§ **Activity 1**:
Decide whether each statement agrees with the report on the NYPD corruption arrests below, giving yes or no and quoting the deciding words: (a) The arrests came after a three-year investigation. (b) Detective Rene Samaniego is charged with promoting prostitution. (c) The probe was set off by an NYPD officer's tip to internal affairs.
§ **Activity 2**:
Resume the report on the NYPD corruption arrests below, picking up right after its final sentence.

Failla, Raspanti and five other officers were taken into custody Wednesday following a three-year investigation. The probe was prompted by an NYPD officer coming forward with a tip to internal affairs.

Failla faces four counts of official misconduct. Raspanti is charged with two counts of official misconduct and receiving reward for official misconduct. Sergeant Carlos Cruz is charged with enterprise corruption. Sergeant Cliff Nieves and police officer Steven Nieves are charged with promoting prostitution. Detective Giovanny Rojas-Acosta is charged with enterprise corruption. Detective Rene Samaniego is charged with two counts of enterprise corruption.

Two other NYPD officers, including a former internal affairs detective, were stripped of their guns and badges and placed on administrative leave, a department official confirmed to BuzzFeed News.

(Collected data)

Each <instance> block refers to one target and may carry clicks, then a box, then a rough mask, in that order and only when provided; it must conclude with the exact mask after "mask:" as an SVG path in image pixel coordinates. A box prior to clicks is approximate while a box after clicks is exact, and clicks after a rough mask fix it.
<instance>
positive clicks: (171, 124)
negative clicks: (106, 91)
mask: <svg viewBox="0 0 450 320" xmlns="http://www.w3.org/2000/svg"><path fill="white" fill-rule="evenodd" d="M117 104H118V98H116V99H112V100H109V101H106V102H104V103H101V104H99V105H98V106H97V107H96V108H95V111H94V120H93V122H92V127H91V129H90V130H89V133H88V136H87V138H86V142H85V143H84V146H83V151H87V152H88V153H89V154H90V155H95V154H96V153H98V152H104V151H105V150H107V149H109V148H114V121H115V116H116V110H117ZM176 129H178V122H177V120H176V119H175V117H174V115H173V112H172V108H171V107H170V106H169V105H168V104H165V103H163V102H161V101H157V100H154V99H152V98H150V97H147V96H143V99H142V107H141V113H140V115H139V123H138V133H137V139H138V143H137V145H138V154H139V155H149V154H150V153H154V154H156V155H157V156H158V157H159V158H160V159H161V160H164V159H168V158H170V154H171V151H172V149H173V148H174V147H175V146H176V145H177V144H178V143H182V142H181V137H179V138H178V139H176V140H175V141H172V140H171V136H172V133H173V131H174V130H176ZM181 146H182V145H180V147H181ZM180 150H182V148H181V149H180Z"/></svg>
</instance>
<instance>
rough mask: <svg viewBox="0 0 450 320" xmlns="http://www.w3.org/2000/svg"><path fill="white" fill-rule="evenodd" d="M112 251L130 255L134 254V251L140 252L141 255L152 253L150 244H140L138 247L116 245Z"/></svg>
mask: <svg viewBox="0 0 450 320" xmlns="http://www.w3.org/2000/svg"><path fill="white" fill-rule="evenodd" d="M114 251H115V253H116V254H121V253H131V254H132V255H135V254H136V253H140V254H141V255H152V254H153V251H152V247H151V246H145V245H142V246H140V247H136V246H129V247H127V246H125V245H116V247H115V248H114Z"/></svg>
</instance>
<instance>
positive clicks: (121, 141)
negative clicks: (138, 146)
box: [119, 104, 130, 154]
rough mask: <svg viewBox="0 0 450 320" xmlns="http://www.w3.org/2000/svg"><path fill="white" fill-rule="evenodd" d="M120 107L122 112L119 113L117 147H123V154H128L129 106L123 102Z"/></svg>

§ **Response 1**:
(a) Yes: "taken into custody Wednesday following a three-year investigation"
(b) No: "Detective Rene Samaniego is charged with two counts of enterprise corruption."
(c) Yes: "The probe was prompted by an NYPD officer coming forward with a tip to internal affairs."

§ **Response 2**:
On Thursday, department officials laid out the details of its investigation, which began in April 2015 after an unnamed officer informed internal affairs that he believed a fellow officer from the Vice Enforcement Division was having conversations with someone who may be involved in illegal activity.

“That someone turned out to be a retired detective,” said Deputy Commissioner Joseph Reznick, head of the department’s internal affairs bureau.

The retired detective, Ludwig Paz, joined the NYPD in 1990 and retired after 20 years on the job in 2010 with a full pension. During his time with the department, Paz spent time in the NYPD’s Vice squad that targets illegal gambling and prostitution operations.

Paz is accused of serving as the ringleader of a group of more than 40 conspirators that ran brothels and illegal gambling operations in Queens, Brooklyn, and Long Island.

The current officers who are charged — which officials said each worked with Paz at some point during his career — are accused of various crimes associated with the ring. Several officers allegedly provided protection by sharing information into ongoing investigations into Paz’s operations — including giving the retired detective advanced noticed that one of his locations was about to be raided.

At the same time, the accused officers targeted competitive locations for raids and shut those businesses down.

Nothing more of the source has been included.